**QUOTED TEXT**:

::::

Or am I missing something?
Going back and gathering the data after the fact is definitely a pain, I did that to get Andy Sonnanstine's L/R splits for '05 and it took a lot of time to get that done.
I plan on doing something like this for Rays prospects in 2006 though I was only intending on getting data for specific players. I may be willing to expand that for every player on the Rays affiliates, it probably wouldn't take too much more time than getting specific players since I'll be going through the whole log anyway.
No, I didn't - I included hits. I also counted popups, and counted bunts separately (there were only a couple of those). Here's what I have for Hughes's outings:
Charleston:
4/8: 8 FB, 3 GB, 0 LD, 6 K, 1 W
4/13: 7 FB, 7 GB, 3 LD, 3 K, 2 W
4/18: 3 FB, 9 GB, 0 LD, 1 bunt, 2 K, 1 W
4/26: 3 FB, 5 GB, 0 LD, 1 bunt, 8 K, 2 W
5/1: 3 FB, 7 GB, 0 LD, 8 K, 3 W
5/7: 3 FB, 8 GB, 1 LD, 7 K, 2 W
5/15: 5 FB, 7 GB, 3 LD, 7 K, 1 W
5/20: 5 FB, 10 GB, 1 LD, 7 K, 1 W
5/25: 6 FB, 7 GB, 3 LD, 7 K, 1 W, 1 HB
6/1: 8 FB, 7 GB, 4 LD, 4 K, 1 W, 1 HB
6/7: 9 FB, 7 GB, 4 LD, 5 K, 0 W
6/12: 6 FB, 7 GB, 3 LD, 8 K, 1 W, 1 HB
Totals: 66 FB, 84 GB, 22 LD, 2 bunts, 70 K, 16 W, 3 HB
Tampa:
7/7: 5 FB, 2 GB, 0 LD, 1 bunt, 2 K, 1 W
7/13 (relief): 3 FB, 2 GB, 0 LD, 6 K, 1 W, 1 HB
7/20: 1 FB, 4 GB, 0 LD, 1 K, 0 W
7/25: 3 FB, 3 FB, 1 LD, 7 K, 1 W
7/31: 3 FB, 4 GB, 4 LD, 1 bunt, 5 K, 1 W, 2 HB
Totals: 15 FB, 15 GB, 5 LD, 2 bunts, 21 K, 4 W, 3 HB
--- MWE
-- MWE
-- MWE
It further has scripts to convert this data to the retrosheet format and load it into a mysql database. The code is in perl and, from a very cursory inspection, seems to be well written and well commented.
-- MWE
Meh was supposed to get a set of keys as well, but I don't think Dan's done anything about it yet.
-- MWE
Baseball America's 2006 almanac contains L/R splits for all hitters. This is, I believe, the first year they did this, so if anyone else is looking for that data for a 2005 player, I can probably look it up much faster than you can gather the data.
If you're looking for 2005 data, that is. However, if you're gathering 2006 data in real time, you'll have L/R splits for 2006 hitters long before BA publishes its 2007 almanac.
-- MWE
So is the TSN guide (with the exception of 2004, when everyone got hosed because of the problems with the minor leagues' official stat compiler).
-- MWE
You obviously have never seen me try to compile data manually.
I'm probably missing the point here, but I'm not sure why they'd do this, as they're providing the game logs free. I doubt they see much money (by MLB standards) in minor league stats, or they could be doing a lot more with the minor league web site, like providing splits themselves.
Mike,
I looked at a few Sox prospects game logs last year and it seemed like they recorded a lot of popups. Given that popups have some skill component in MLB pitchers it made me wonder that perhaps good minor league pitching prospects tended to have higher than normal popup rates.
If this type of a project gets off the ground it would be great to keep popups separate in case that is true.

::::

Source records
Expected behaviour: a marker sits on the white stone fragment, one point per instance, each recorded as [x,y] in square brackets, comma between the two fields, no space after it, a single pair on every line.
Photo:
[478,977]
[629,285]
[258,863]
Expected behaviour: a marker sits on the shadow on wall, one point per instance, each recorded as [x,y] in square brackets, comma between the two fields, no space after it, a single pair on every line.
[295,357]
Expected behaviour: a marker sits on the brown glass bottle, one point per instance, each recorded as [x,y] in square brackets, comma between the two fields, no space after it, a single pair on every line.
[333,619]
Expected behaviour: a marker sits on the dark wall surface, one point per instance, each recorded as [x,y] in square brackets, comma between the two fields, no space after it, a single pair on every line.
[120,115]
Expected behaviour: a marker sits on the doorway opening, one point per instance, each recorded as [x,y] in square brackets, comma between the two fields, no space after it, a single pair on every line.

::::

**DIRECTIONS**:
1. From the forum thread, copy word for word the passage between "Or am I missing" and "whole log anyway.", inclusive.
2. List every date of Hughes's outings that the forum thread gives under Tampa.

**WRITTEN ANSWERS**:
1.
Or am I missing something?
Going back and gathering the data after the fact is definitely a pain, I did that to get Andy Sonnanstine's L/R splits for '05 and it took a lot of time to get that done.
I plan on doing something like this for Rays prospects in 2006 though I was only intending on getting data for specific players. I may be willing to expand that for every player on the Rays affiliates, it probably wouldn't take too much more time than getting specific players since I'll be going through the whole log anyway.

2. 7/7, 7/13, 7/20, 7/25, 7/31